§ **Exercise**
The line with "ah095, written as integer pixel values." marks where to begin. Please copy it and each line after it to the end of the records below, exactly.

(Stored data entries)
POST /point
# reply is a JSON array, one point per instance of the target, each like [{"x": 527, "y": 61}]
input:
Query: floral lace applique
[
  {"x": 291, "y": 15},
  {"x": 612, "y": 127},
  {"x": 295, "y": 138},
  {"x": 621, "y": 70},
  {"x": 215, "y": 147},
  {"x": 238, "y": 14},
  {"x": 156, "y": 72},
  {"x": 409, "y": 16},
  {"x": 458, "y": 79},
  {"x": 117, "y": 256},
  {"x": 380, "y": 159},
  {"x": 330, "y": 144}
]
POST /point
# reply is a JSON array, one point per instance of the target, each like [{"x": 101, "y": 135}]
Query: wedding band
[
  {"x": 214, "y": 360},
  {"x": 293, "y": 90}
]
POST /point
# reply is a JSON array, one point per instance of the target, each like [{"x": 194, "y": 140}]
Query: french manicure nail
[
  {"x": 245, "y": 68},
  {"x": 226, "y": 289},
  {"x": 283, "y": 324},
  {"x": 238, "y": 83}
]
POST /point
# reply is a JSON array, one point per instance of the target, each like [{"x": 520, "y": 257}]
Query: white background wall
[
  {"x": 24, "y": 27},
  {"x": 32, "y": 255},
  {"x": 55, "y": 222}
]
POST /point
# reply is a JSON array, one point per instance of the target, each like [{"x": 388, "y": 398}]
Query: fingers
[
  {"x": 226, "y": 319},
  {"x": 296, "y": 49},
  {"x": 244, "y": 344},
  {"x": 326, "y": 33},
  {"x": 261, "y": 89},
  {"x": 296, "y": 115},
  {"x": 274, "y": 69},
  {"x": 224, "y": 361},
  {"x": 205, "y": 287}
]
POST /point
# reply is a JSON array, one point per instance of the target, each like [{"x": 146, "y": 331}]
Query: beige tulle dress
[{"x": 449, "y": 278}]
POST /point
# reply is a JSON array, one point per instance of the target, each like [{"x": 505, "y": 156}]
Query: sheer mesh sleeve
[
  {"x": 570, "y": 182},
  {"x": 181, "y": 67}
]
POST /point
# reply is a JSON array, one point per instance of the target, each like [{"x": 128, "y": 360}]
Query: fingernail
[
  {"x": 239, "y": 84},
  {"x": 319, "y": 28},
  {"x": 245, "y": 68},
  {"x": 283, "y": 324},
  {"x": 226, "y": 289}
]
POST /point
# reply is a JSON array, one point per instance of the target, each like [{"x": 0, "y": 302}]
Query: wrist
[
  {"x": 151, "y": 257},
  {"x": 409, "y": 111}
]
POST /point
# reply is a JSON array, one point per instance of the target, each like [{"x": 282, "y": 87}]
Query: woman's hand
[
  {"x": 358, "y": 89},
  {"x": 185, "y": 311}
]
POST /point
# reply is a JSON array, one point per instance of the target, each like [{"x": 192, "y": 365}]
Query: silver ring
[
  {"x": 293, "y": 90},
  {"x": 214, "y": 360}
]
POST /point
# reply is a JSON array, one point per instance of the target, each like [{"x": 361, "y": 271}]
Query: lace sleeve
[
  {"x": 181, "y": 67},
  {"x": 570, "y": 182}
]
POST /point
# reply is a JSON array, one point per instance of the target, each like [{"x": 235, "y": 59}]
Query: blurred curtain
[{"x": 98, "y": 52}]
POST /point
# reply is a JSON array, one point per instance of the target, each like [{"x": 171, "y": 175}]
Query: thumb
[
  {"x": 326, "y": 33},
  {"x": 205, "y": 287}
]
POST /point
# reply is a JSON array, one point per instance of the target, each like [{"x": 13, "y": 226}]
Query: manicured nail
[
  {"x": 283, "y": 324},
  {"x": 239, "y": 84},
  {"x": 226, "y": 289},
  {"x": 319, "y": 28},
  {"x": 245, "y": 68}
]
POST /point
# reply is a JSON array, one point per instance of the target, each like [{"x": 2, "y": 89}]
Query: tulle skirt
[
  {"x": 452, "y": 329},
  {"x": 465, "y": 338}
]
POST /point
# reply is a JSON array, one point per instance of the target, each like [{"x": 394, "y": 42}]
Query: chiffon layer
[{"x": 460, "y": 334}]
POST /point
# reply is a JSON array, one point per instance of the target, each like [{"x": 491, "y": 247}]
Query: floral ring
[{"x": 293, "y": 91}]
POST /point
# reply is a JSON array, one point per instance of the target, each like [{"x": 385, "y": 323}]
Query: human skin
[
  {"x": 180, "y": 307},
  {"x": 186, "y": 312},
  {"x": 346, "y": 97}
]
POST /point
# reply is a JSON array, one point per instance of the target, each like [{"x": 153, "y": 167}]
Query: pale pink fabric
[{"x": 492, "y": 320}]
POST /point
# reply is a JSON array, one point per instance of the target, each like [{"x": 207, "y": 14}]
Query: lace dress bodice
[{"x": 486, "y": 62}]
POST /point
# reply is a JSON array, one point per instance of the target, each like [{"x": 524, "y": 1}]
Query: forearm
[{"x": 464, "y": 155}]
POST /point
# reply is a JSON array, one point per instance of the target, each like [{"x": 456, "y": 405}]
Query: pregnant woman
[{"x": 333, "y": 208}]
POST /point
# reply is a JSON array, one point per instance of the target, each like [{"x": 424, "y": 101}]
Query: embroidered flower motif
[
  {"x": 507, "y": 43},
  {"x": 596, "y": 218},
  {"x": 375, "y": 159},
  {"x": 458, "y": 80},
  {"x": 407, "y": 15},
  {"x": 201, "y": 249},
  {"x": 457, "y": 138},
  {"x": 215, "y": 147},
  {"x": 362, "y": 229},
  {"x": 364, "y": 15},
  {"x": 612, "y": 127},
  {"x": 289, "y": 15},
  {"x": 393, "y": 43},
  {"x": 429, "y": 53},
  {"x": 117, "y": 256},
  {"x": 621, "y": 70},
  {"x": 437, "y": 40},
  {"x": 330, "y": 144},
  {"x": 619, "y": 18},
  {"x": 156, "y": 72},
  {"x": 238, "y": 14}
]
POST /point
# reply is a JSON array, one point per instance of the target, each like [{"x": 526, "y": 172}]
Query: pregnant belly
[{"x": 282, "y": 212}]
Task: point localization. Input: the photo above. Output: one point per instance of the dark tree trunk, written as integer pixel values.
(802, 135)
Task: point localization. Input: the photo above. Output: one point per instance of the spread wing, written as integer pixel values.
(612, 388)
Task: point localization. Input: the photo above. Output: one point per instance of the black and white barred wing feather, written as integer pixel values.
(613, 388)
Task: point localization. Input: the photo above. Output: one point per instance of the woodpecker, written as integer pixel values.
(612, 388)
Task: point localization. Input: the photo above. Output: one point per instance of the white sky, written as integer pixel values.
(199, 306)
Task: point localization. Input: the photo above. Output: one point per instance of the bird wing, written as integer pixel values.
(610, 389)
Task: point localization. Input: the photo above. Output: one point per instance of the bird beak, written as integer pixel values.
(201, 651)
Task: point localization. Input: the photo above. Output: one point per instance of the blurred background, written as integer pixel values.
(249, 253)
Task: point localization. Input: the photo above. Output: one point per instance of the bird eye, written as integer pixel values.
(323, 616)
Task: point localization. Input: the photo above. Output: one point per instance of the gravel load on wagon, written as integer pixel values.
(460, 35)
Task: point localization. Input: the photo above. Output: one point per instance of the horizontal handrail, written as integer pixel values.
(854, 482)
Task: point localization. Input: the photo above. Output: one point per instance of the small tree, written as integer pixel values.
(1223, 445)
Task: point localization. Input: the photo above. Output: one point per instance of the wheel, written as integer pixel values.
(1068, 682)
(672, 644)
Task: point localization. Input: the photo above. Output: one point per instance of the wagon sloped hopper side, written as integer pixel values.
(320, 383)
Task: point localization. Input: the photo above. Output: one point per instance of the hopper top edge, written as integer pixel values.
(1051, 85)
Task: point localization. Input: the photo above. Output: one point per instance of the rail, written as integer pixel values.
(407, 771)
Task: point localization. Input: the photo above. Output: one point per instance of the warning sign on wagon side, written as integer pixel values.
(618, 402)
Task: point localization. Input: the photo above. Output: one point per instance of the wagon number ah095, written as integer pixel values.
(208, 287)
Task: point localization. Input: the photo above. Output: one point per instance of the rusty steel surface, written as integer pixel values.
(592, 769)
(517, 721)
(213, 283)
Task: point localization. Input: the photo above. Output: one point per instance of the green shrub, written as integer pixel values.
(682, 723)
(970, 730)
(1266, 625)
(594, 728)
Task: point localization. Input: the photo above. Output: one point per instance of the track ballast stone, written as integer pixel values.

§ **Exercise solution**
Task: point localization. Input: the photo above. Output: one point per instance of the wagon number ah095, written as integer pixel values.
(208, 287)
Task: point localization. Input: the photo above. Output: one point per instance of the rusty steel surface, written as integer pixel values.
(592, 769)
(517, 721)
(213, 283)
Task: point localization. Input: the photo above. Output: one point per instance of the green shrub, written as integer pixel values.
(682, 723)
(970, 730)
(1266, 625)
(594, 728)
Task: point localization. Input: the photo above. Output: one point per instance of the track ballast stone, written as integer pixel values.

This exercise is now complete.